Task statement: Copy all of the data below line for line without changing anything, but leave out the pictures.

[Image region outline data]
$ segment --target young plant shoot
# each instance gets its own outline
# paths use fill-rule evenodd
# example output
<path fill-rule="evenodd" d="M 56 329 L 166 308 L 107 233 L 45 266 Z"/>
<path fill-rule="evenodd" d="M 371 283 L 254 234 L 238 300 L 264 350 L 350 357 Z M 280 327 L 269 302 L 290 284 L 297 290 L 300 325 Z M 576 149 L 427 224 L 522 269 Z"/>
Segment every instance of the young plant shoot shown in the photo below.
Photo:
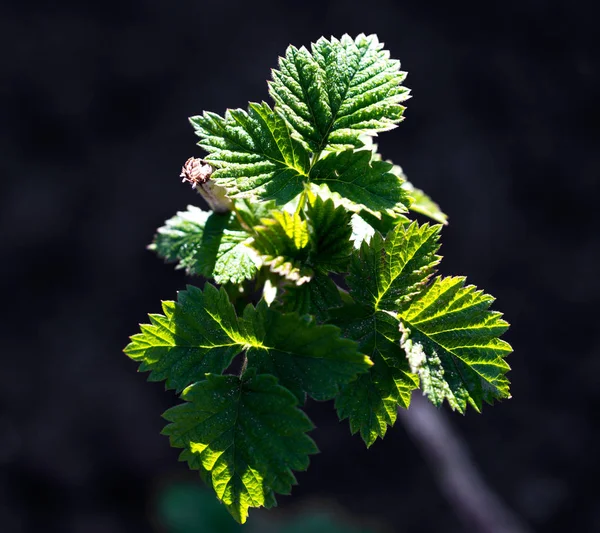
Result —
<path fill-rule="evenodd" d="M 279 59 L 271 104 L 190 119 L 206 155 L 181 177 L 210 211 L 188 206 L 150 248 L 209 281 L 125 353 L 181 394 L 163 433 L 238 522 L 318 451 L 308 397 L 367 446 L 414 389 L 460 413 L 510 397 L 508 324 L 436 276 L 446 215 L 372 143 L 403 119 L 405 76 L 375 35 L 321 38 Z"/>

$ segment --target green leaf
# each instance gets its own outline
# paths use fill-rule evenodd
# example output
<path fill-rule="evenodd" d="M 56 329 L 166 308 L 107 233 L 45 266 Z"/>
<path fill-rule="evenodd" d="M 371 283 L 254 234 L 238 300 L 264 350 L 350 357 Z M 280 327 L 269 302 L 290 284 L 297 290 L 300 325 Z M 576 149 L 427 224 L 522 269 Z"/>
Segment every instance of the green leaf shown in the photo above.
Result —
<path fill-rule="evenodd" d="M 418 385 L 400 348 L 396 311 L 423 290 L 439 262 L 439 230 L 415 222 L 396 226 L 385 240 L 376 233 L 354 255 L 346 278 L 355 303 L 330 312 L 331 322 L 374 363 L 368 375 L 348 383 L 336 400 L 340 419 L 349 418 L 352 433 L 360 431 L 367 446 L 385 435 L 396 420 L 395 409 L 408 407 Z"/>
<path fill-rule="evenodd" d="M 416 222 L 396 226 L 386 239 L 375 234 L 354 256 L 350 294 L 373 310 L 396 311 L 423 289 L 440 262 L 441 226 Z"/>
<path fill-rule="evenodd" d="M 206 161 L 217 169 L 211 179 L 231 198 L 285 204 L 302 191 L 309 154 L 268 104 L 230 109 L 224 118 L 205 112 L 190 122 L 209 153 Z"/>
<path fill-rule="evenodd" d="M 226 291 L 209 283 L 204 291 L 188 286 L 177 303 L 163 302 L 163 312 L 150 315 L 151 324 L 141 325 L 125 353 L 151 372 L 151 381 L 166 380 L 177 391 L 207 372 L 222 373 L 244 351 L 248 368 L 275 374 L 298 398 L 330 399 L 371 364 L 334 326 L 281 314 L 264 302 L 248 305 L 238 318 Z"/>
<path fill-rule="evenodd" d="M 404 190 L 406 190 L 411 198 L 410 210 L 415 213 L 420 213 L 426 217 L 439 222 L 440 224 L 448 224 L 448 215 L 446 215 L 438 204 L 436 204 L 429 196 L 427 196 L 421 189 L 417 189 L 412 183 L 405 181 L 402 184 Z"/>
<path fill-rule="evenodd" d="M 383 212 L 398 217 L 407 211 L 410 197 L 391 169 L 390 163 L 371 161 L 368 150 L 350 149 L 319 159 L 309 177 L 312 183 L 326 184 L 333 193 L 338 193 L 350 211 L 365 210 L 376 217 Z"/>
<path fill-rule="evenodd" d="M 342 305 L 337 285 L 327 274 L 317 272 L 313 279 L 303 285 L 285 287 L 283 309 L 300 315 L 314 315 L 318 322 L 325 322 L 329 310 Z"/>
<path fill-rule="evenodd" d="M 262 346 L 248 350 L 248 368 L 277 376 L 299 401 L 334 398 L 340 387 L 371 366 L 357 344 L 340 337 L 332 325 L 317 325 L 309 316 L 281 314 L 262 302 L 244 312 L 244 322 Z"/>
<path fill-rule="evenodd" d="M 164 315 L 149 315 L 151 323 L 141 324 L 125 348 L 140 372 L 150 371 L 149 381 L 165 380 L 179 392 L 207 372 L 220 374 L 241 352 L 246 339 L 224 289 L 188 285 L 162 308 Z"/>
<path fill-rule="evenodd" d="M 461 413 L 510 397 L 504 358 L 512 351 L 498 338 L 508 323 L 488 310 L 494 298 L 464 283 L 438 277 L 400 313 L 401 344 L 424 392 Z"/>
<path fill-rule="evenodd" d="M 254 277 L 256 260 L 246 246 L 250 238 L 233 213 L 218 214 L 189 205 L 158 229 L 151 250 L 188 274 L 217 283 L 241 283 Z"/>
<path fill-rule="evenodd" d="M 318 452 L 306 435 L 311 421 L 273 376 L 208 374 L 182 397 L 186 403 L 164 414 L 171 424 L 163 433 L 184 448 L 181 460 L 210 473 L 217 497 L 240 523 L 250 507 L 271 506 L 274 492 L 289 494 L 292 471 L 306 470 Z"/>
<path fill-rule="evenodd" d="M 374 157 L 381 157 L 379 154 L 375 154 Z M 440 224 L 448 224 L 448 216 L 440 209 L 429 196 L 427 196 L 421 189 L 417 189 L 412 183 L 410 183 L 402 168 L 398 165 L 392 167 L 392 172 L 396 174 L 400 179 L 403 180 L 402 188 L 410 195 L 411 204 L 410 210 L 415 213 L 420 213 L 426 217 L 439 222 Z"/>
<path fill-rule="evenodd" d="M 310 247 L 308 223 L 299 213 L 276 211 L 254 227 L 252 248 L 271 272 L 302 285 L 310 281 L 314 271 L 306 265 Z"/>
<path fill-rule="evenodd" d="M 361 146 L 402 120 L 409 90 L 406 74 L 389 58 L 377 36 L 319 39 L 306 48 L 288 47 L 272 71 L 269 91 L 276 109 L 314 153 L 327 145 Z"/>
<path fill-rule="evenodd" d="M 330 314 L 342 335 L 358 341 L 374 363 L 369 372 L 344 386 L 335 400 L 340 420 L 348 418 L 352 434 L 360 431 L 368 447 L 394 424 L 398 405 L 409 406 L 418 378 L 410 372 L 400 349 L 395 317 L 360 305 L 346 305 Z"/>
<path fill-rule="evenodd" d="M 345 272 L 352 256 L 352 213 L 332 198 L 308 193 L 306 216 L 310 228 L 310 265 L 323 272 Z"/>

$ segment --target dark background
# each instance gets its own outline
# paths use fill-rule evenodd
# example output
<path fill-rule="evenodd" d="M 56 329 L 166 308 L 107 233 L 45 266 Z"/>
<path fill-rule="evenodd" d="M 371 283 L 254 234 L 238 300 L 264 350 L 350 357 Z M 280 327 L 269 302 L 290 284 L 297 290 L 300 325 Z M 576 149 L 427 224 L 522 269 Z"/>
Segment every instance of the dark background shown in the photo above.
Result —
<path fill-rule="evenodd" d="M 345 32 L 409 72 L 381 151 L 449 214 L 442 271 L 512 323 L 513 399 L 452 424 L 533 530 L 600 531 L 592 4 L 3 4 L 0 531 L 153 531 L 158 488 L 195 479 L 159 435 L 174 394 L 121 353 L 188 281 L 145 250 L 198 203 L 186 119 L 267 99 L 289 43 Z M 367 451 L 331 403 L 309 412 L 322 453 L 273 513 L 325 501 L 382 531 L 464 531 L 400 424 Z"/>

Reply to the exercise:
$ segment --target young plant shoot
# each instance gets its own outline
# paths use fill-rule evenodd
# example output
<path fill-rule="evenodd" d="M 56 329 L 166 308 L 107 233 L 45 266 Z"/>
<path fill-rule="evenodd" d="M 371 283 L 254 234 L 238 300 L 264 350 L 350 357 Z M 280 327 L 269 302 L 290 284 L 297 290 L 300 325 Z M 576 149 L 427 224 L 522 269 Z"/>
Segment every instance of the young plant shoot shown in the photo below.
Photo:
Result —
<path fill-rule="evenodd" d="M 279 59 L 271 104 L 190 119 L 206 155 L 181 177 L 210 211 L 188 206 L 150 248 L 209 281 L 125 353 L 181 394 L 163 433 L 238 522 L 318 451 L 308 397 L 367 446 L 414 389 L 460 413 L 510 397 L 508 324 L 436 276 L 446 215 L 372 143 L 403 119 L 405 76 L 375 35 L 321 38 Z"/>

$ segment --target green leaf
# each instance gets its own outline
# paths use fill-rule evenodd
# example output
<path fill-rule="evenodd" d="M 56 329 L 166 308 L 107 233 L 45 266 Z"/>
<path fill-rule="evenodd" d="M 371 283 L 254 234 L 238 300 L 264 350 L 350 357 Z M 280 327 L 269 302 L 290 284 L 297 290 L 300 325 Z M 576 149 L 427 224 L 522 269 Z"/>
Segment every instance of the green leaf shown in the photo above.
Result —
<path fill-rule="evenodd" d="M 418 385 L 400 348 L 396 311 L 423 290 L 439 262 L 439 230 L 415 222 L 396 226 L 385 240 L 376 233 L 354 255 L 346 278 L 355 303 L 330 312 L 331 322 L 374 363 L 368 375 L 348 383 L 336 400 L 340 419 L 349 418 L 352 433 L 360 431 L 367 446 L 385 435 L 396 420 L 395 409 L 408 407 Z"/>
<path fill-rule="evenodd" d="M 416 222 L 396 226 L 386 239 L 375 234 L 354 256 L 350 294 L 373 310 L 396 311 L 423 289 L 440 262 L 441 226 Z"/>
<path fill-rule="evenodd" d="M 206 161 L 217 169 L 211 179 L 231 198 L 285 204 L 302 191 L 309 154 L 268 104 L 230 109 L 224 118 L 205 112 L 190 122 L 209 153 Z"/>
<path fill-rule="evenodd" d="M 226 291 L 209 283 L 204 291 L 188 286 L 177 303 L 163 302 L 163 312 L 150 315 L 151 324 L 141 325 L 125 353 L 151 372 L 151 381 L 166 380 L 177 391 L 207 372 L 222 373 L 244 351 L 248 368 L 275 374 L 298 398 L 330 399 L 371 364 L 334 326 L 281 314 L 264 302 L 248 305 L 238 318 Z"/>
<path fill-rule="evenodd" d="M 404 190 L 406 190 L 411 198 L 410 210 L 415 213 L 420 213 L 426 217 L 439 222 L 440 224 L 448 224 L 448 215 L 446 215 L 438 204 L 436 204 L 429 196 L 427 196 L 421 189 L 417 189 L 412 183 L 405 181 L 402 184 Z"/>
<path fill-rule="evenodd" d="M 383 212 L 398 217 L 407 211 L 410 197 L 391 169 L 390 163 L 371 161 L 368 150 L 350 149 L 319 159 L 309 177 L 312 183 L 326 184 L 333 193 L 338 193 L 350 211 L 365 210 L 376 217 Z"/>
<path fill-rule="evenodd" d="M 342 305 L 337 285 L 327 274 L 317 272 L 313 279 L 303 285 L 285 287 L 283 309 L 300 315 L 314 315 L 318 322 L 325 322 L 329 310 Z"/>
<path fill-rule="evenodd" d="M 262 346 L 248 350 L 248 368 L 277 376 L 299 401 L 334 398 L 340 387 L 371 366 L 357 344 L 340 337 L 332 325 L 317 325 L 309 316 L 281 314 L 262 302 L 244 312 L 244 322 Z"/>
<path fill-rule="evenodd" d="M 164 315 L 149 315 L 151 323 L 141 324 L 125 348 L 140 372 L 150 371 L 149 381 L 165 380 L 179 392 L 207 372 L 220 374 L 241 352 L 246 339 L 224 289 L 188 285 L 162 308 Z"/>
<path fill-rule="evenodd" d="M 461 413 L 510 397 L 504 358 L 512 351 L 498 338 L 508 323 L 488 310 L 494 298 L 464 283 L 438 277 L 400 313 L 401 344 L 424 392 Z"/>
<path fill-rule="evenodd" d="M 254 277 L 256 260 L 246 246 L 250 238 L 233 213 L 218 214 L 189 205 L 158 229 L 151 250 L 188 274 L 217 283 L 241 283 Z"/>
<path fill-rule="evenodd" d="M 318 452 L 306 435 L 311 421 L 273 376 L 208 374 L 182 397 L 186 403 L 164 414 L 171 424 L 163 433 L 184 448 L 181 460 L 210 473 L 217 497 L 240 523 L 250 507 L 271 506 L 274 492 L 289 494 L 292 471 L 306 470 Z"/>
<path fill-rule="evenodd" d="M 374 157 L 381 157 L 379 154 L 375 154 Z M 440 224 L 448 224 L 448 216 L 440 209 L 429 196 L 427 196 L 421 189 L 417 189 L 412 183 L 410 183 L 402 168 L 398 165 L 392 167 L 392 172 L 396 174 L 400 179 L 403 180 L 402 188 L 410 195 L 411 204 L 410 210 L 415 213 L 420 213 L 426 217 L 439 222 Z"/>
<path fill-rule="evenodd" d="M 310 247 L 308 223 L 299 213 L 276 211 L 254 227 L 252 248 L 271 272 L 302 285 L 310 281 L 314 271 L 306 265 Z"/>
<path fill-rule="evenodd" d="M 361 146 L 402 120 L 409 90 L 406 74 L 389 58 L 377 36 L 319 39 L 306 48 L 288 47 L 272 71 L 269 91 L 276 109 L 314 153 L 327 145 Z"/>
<path fill-rule="evenodd" d="M 330 314 L 342 335 L 358 341 L 374 363 L 369 372 L 344 386 L 335 400 L 340 420 L 348 418 L 352 434 L 360 431 L 368 447 L 394 424 L 398 405 L 409 406 L 418 378 L 410 372 L 400 349 L 395 317 L 360 305 L 346 305 Z"/>
<path fill-rule="evenodd" d="M 345 272 L 352 256 L 352 213 L 332 198 L 308 193 L 306 216 L 310 228 L 310 265 L 323 272 Z"/>

$ segment --target dark background
# each instance gets its own outline
# paths use fill-rule evenodd
# example output
<path fill-rule="evenodd" d="M 56 329 L 166 308 L 107 233 L 45 266 Z"/>
<path fill-rule="evenodd" d="M 371 283 L 254 234 L 238 300 L 264 350 L 350 357 Z M 280 327 L 269 302 L 290 284 L 297 290 L 300 325 Z M 576 149 L 427 224 L 522 269 Z"/>
Segment every instance of the dark background shown in the photo above.
Result —
<path fill-rule="evenodd" d="M 345 32 L 409 72 L 381 151 L 449 214 L 442 271 L 512 323 L 513 399 L 452 424 L 533 530 L 600 531 L 592 4 L 3 4 L 0 531 L 153 531 L 158 488 L 195 479 L 159 435 L 174 394 L 121 353 L 188 281 L 145 250 L 198 203 L 186 119 L 267 99 L 289 43 Z M 367 451 L 331 403 L 309 412 L 322 453 L 273 513 L 325 501 L 382 531 L 464 531 L 400 424 Z"/>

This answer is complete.